• **Problem to work on**: Put the lines of the entries below into a numbered list, skipping any blank lines. Leave the pictures out of your answer.

Records of labeled points
——————

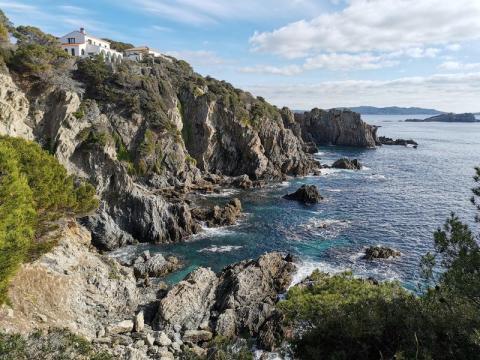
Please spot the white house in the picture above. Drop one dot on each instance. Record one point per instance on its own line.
(141, 52)
(79, 43)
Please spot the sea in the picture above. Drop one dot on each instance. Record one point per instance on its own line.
(399, 198)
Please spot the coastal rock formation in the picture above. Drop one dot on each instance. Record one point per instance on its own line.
(335, 127)
(400, 142)
(70, 287)
(218, 216)
(347, 164)
(307, 194)
(380, 252)
(450, 117)
(160, 127)
(241, 298)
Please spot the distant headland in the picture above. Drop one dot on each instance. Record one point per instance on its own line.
(450, 117)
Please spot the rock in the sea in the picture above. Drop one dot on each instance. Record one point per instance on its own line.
(154, 266)
(218, 216)
(347, 164)
(399, 142)
(196, 336)
(250, 289)
(307, 194)
(189, 302)
(380, 252)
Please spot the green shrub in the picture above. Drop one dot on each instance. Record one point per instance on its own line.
(56, 344)
(17, 216)
(35, 192)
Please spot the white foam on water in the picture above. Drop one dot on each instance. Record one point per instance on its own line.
(220, 249)
(222, 193)
(305, 269)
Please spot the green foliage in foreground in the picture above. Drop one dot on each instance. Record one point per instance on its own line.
(341, 317)
(35, 192)
(57, 344)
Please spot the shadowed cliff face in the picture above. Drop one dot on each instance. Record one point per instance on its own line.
(137, 129)
(336, 127)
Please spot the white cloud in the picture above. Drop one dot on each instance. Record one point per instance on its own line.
(198, 57)
(194, 12)
(376, 25)
(457, 92)
(458, 66)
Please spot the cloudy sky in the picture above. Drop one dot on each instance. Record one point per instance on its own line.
(299, 53)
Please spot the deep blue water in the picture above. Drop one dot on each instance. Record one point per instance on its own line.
(399, 198)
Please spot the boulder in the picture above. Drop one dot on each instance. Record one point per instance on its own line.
(154, 266)
(347, 164)
(307, 194)
(121, 327)
(380, 252)
(189, 302)
(196, 336)
(218, 216)
(248, 291)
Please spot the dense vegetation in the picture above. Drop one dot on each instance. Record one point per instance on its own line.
(35, 192)
(56, 344)
(342, 317)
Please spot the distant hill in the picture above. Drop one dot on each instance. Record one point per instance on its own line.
(467, 117)
(394, 110)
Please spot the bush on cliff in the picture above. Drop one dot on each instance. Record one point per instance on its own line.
(35, 192)
(341, 317)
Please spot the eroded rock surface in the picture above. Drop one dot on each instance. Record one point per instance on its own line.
(307, 194)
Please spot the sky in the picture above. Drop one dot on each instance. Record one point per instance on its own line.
(298, 53)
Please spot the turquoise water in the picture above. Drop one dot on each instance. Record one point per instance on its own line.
(399, 198)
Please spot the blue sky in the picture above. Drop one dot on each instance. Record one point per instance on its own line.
(299, 53)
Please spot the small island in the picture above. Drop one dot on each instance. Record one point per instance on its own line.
(450, 117)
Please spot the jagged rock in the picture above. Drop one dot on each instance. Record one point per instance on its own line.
(74, 287)
(189, 302)
(154, 266)
(347, 164)
(380, 252)
(307, 194)
(399, 142)
(250, 289)
(162, 339)
(218, 216)
(139, 322)
(336, 127)
(242, 182)
(196, 336)
(226, 323)
(121, 327)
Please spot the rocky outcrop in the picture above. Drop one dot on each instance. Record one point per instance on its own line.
(347, 164)
(241, 298)
(399, 142)
(380, 252)
(70, 287)
(219, 216)
(14, 109)
(188, 303)
(336, 127)
(154, 266)
(450, 117)
(307, 194)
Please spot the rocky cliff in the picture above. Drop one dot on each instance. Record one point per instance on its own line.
(335, 127)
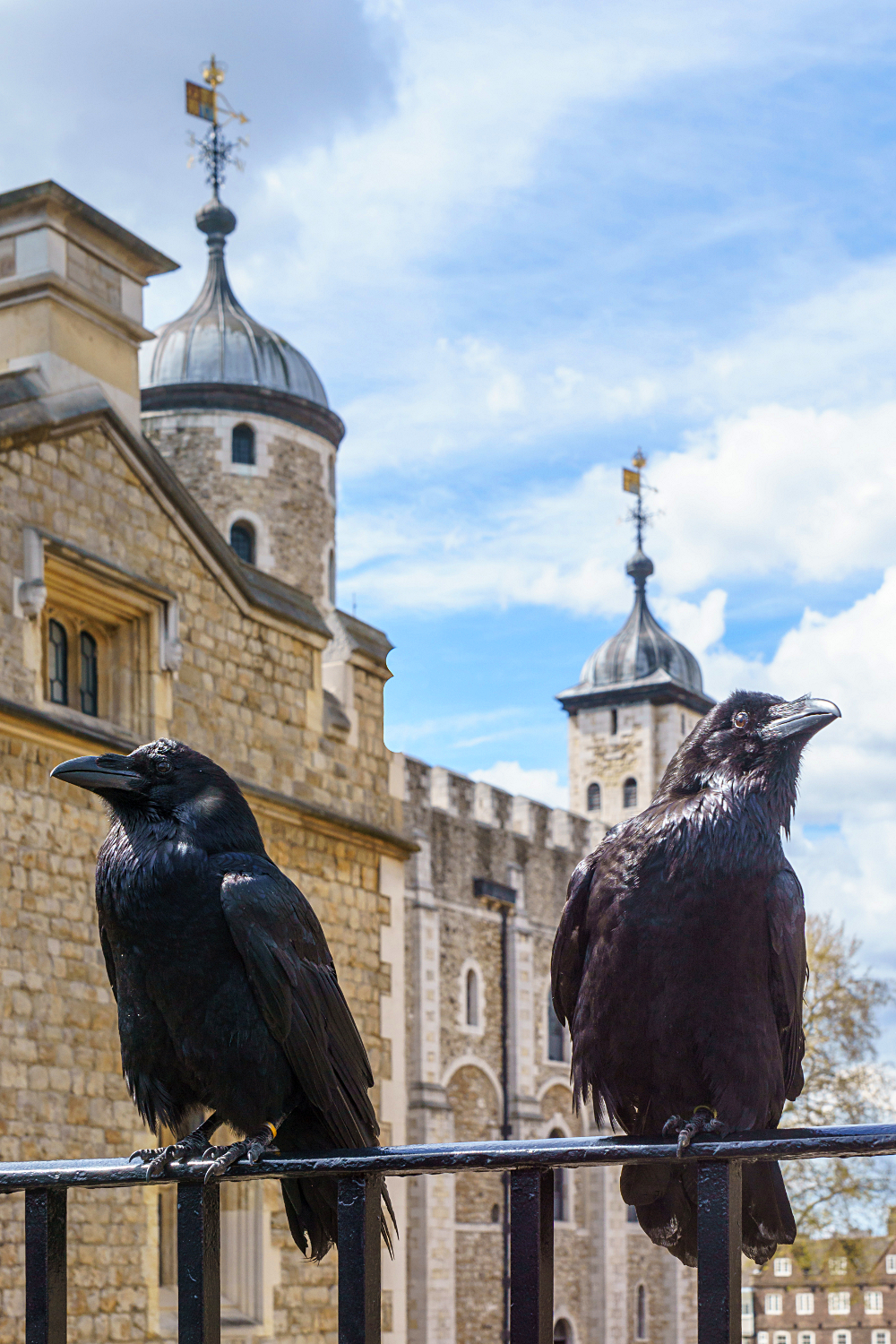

——————

• **Answer to this task**:
1. Please spot the white house in the picture above. Drop one dot on each instance. Record one point per instance on its own line.
2. (141, 52)
3. (79, 43)
4. Please spot the sea in the picture above. Drop one dot on each instance. Record one point per instance on its own line.
5. (399, 198)
6. Please spot the coastal rock formation in the picture above. Drop one dot on each instance. Record one point per instance on its own line.
7. (335, 127)
8. (400, 142)
9. (70, 287)
10. (218, 216)
11. (347, 164)
12. (307, 194)
13. (380, 252)
14. (450, 117)
15. (160, 127)
16. (241, 298)
17. Please spot the distant headland in the picture above. Drop one dot on each instance. Record one point per instance on its own line.
18. (450, 117)
19. Please spot the rock in the sea in the picture above. Drop one dot on each instance. Record one point per instance on its own line.
20. (154, 266)
21. (218, 216)
22. (347, 164)
23. (399, 142)
24. (196, 336)
25. (250, 289)
26. (307, 194)
27. (189, 302)
28. (380, 252)
29. Please spot the green shrub in the picture above. Drop one dot on each instance. Record one point per instance on its own line.
30. (56, 344)
31. (17, 216)
32. (35, 192)
33. Please spot the white foam on water in the picture above. Drop one dot on each instance. Record one point per instance on its own line.
34. (220, 249)
35. (222, 193)
36. (305, 269)
37. Please spot the green foliage in foreground in the picture above. Drop one dot on each instance. Record one point per instance on its own line.
38. (341, 317)
39. (35, 192)
40. (57, 344)
41. Please spot the shadowed cliff face in the picture above. Drop one dot on each instance. Record one point per instance on its own line.
42. (137, 129)
43. (336, 127)
44. Please spot the white cloud in the picture above. Drop one dot on each instance. Record one point per instance on its own line.
45. (198, 57)
46. (194, 12)
47. (376, 25)
48. (457, 92)
49. (458, 66)
50. Please spot the cloudy sky in the picture above. Drop one dot on each instance. Record one point per instance on its own line.
51. (299, 53)
52. Please spot the deep blue water in the picture above. Drop one dot on each instance. Record one point per instance on its own line.
53. (399, 198)
54. Please spot the boulder in the picture above. Drop one dot on each instance. Record one point per instance on its own line.
55. (154, 266)
56. (347, 164)
57. (307, 194)
58. (121, 327)
59. (380, 252)
60. (189, 302)
61. (196, 336)
62. (218, 216)
63. (248, 291)
64. Please spot the dense vegetation in the picture above. Drop one dot on each instance. Record one point per instance on its own line.
65. (35, 192)
66. (56, 344)
67. (342, 317)
68. Please spot the distant hill in the picture above. Drop one dot on each instance. Record one point per instance on its own line.
69. (467, 117)
70. (394, 110)
71. Please spot the bush on cliff in the picture above. Drop one dot on each instance. Record one point per instance on its own line.
72. (35, 192)
73. (341, 317)
74. Please spot the eroded rock surface in the picture above. Drop one dot on each instance. Record one point per instance on its own line.
75. (307, 194)
76. Please spot the sky in the picture above. Drop one dot on each instance. Record one point per instance on its own line.
77. (298, 53)
78. Please spot the turquoise water in the picture above. Drop one dot on each instance. Record one point per instance on its own line.
79. (399, 198)
80. Please spot the blue sky in the picture above. Drop one dot on each instance. Record one point per instance on its own line.
81. (299, 53)
82. Please spot the small island in the picture above. Drop one dot on each instance. Record one point per instance on its own line.
83. (450, 117)
84. Please spot the jagged rock in the picture above. Drop one dot on each instance. Record one point per instance on its own line.
85. (74, 287)
86. (189, 302)
87. (154, 266)
88. (347, 164)
89. (380, 252)
90. (307, 194)
91. (399, 142)
92. (250, 289)
93. (162, 339)
94. (218, 216)
95. (139, 322)
96. (336, 127)
97. (242, 182)
98. (196, 336)
99. (226, 323)
100. (121, 327)
101. Please spot the rocky outcrop in the picture above. Drop one dot on each instance. Record one point per instance on its own line.
102. (347, 164)
103. (241, 298)
104. (399, 142)
105. (380, 252)
106. (70, 287)
107. (219, 216)
108. (14, 109)
109. (188, 303)
110. (336, 127)
111. (154, 266)
112. (450, 117)
113. (307, 194)
114. Please spot the rocky cliff in the picture above. Drop one dot on each instance. Record one point per instance on its own line.
115. (335, 127)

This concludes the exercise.